ASSIGNED TASK
Could you return each line below without altering a word?

------ DATASET ENTRIES

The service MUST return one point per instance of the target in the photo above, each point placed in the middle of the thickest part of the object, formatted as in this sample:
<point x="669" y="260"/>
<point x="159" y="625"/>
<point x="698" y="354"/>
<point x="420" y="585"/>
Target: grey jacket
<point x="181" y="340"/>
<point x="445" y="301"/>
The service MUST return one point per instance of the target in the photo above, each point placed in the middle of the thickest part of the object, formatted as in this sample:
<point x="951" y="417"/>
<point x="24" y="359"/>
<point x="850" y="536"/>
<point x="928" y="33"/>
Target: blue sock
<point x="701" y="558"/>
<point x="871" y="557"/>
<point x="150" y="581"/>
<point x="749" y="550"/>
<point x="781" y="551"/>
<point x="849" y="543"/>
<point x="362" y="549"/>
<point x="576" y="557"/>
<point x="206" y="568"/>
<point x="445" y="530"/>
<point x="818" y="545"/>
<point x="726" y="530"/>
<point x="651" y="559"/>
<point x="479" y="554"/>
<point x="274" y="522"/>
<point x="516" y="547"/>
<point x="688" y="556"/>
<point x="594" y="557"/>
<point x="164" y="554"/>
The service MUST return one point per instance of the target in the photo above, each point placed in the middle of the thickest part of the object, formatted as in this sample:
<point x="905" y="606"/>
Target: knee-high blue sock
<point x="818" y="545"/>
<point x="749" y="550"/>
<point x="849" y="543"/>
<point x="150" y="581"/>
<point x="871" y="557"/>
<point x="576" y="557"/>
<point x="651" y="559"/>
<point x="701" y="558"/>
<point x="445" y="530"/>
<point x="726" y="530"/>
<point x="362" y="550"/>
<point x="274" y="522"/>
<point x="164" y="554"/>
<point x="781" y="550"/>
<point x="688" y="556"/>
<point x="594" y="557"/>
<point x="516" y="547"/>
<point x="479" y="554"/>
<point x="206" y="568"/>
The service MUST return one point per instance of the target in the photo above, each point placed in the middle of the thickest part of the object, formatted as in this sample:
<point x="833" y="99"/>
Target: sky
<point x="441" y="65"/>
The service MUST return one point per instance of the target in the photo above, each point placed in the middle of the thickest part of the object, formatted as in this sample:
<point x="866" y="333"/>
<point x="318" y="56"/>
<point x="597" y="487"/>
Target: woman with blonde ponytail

------------

TASK RESPONSE
The service MUST return one point per instance of the target in the photo above, each point placed in the middle of the thickest part of the object, formatted as in this sample:
<point x="669" y="260"/>
<point x="159" y="625"/>
<point x="698" y="354"/>
<point x="420" y="585"/>
Target: grey jacket
<point x="181" y="340"/>
<point x="445" y="301"/>
The service MUST return one point per instance of the target in the photo above, each point placed in the middle of the thickest part of the object, formatted as in this sample:
<point x="951" y="417"/>
<point x="24" y="359"/>
<point x="850" y="536"/>
<point x="928" y="33"/>
Target: blue sock
<point x="701" y="558"/>
<point x="871" y="557"/>
<point x="150" y="581"/>
<point x="749" y="550"/>
<point x="781" y="551"/>
<point x="849" y="543"/>
<point x="362" y="549"/>
<point x="576" y="557"/>
<point x="206" y="568"/>
<point x="445" y="530"/>
<point x="818" y="545"/>
<point x="726" y="530"/>
<point x="651" y="559"/>
<point x="479" y="554"/>
<point x="274" y="522"/>
<point x="516" y="547"/>
<point x="688" y="556"/>
<point x="594" y="557"/>
<point x="164" y="554"/>
The service MUST return one point per instance of the target in the photo above, each point placed in the middle of the thickest part of the object, formatted as in this sample:
<point x="905" y="606"/>
Target: knee-high blue sock
<point x="818" y="545"/>
<point x="749" y="550"/>
<point x="849" y="543"/>
<point x="150" y="581"/>
<point x="871" y="557"/>
<point x="576" y="557"/>
<point x="651" y="559"/>
<point x="701" y="558"/>
<point x="445" y="530"/>
<point x="726" y="530"/>
<point x="362" y="550"/>
<point x="274" y="522"/>
<point x="164" y="554"/>
<point x="781" y="550"/>
<point x="688" y="556"/>
<point x="594" y="557"/>
<point x="516" y="547"/>
<point x="479" y="554"/>
<point x="206" y="568"/>
The service MUST return one point per instance of the target in the photo above, each point placed in the middle of the thickest part of the object, formatted as in this sample:
<point x="833" y="99"/>
Target: sky
<point x="441" y="65"/>
The service MUST return one point per instance of the target in the photo above, each point placed in the middle of the thickest part of the object, formatted as in this sample:
<point x="866" y="333"/>
<point x="318" y="56"/>
<point x="597" y="487"/>
Target: woman with blonde ponytail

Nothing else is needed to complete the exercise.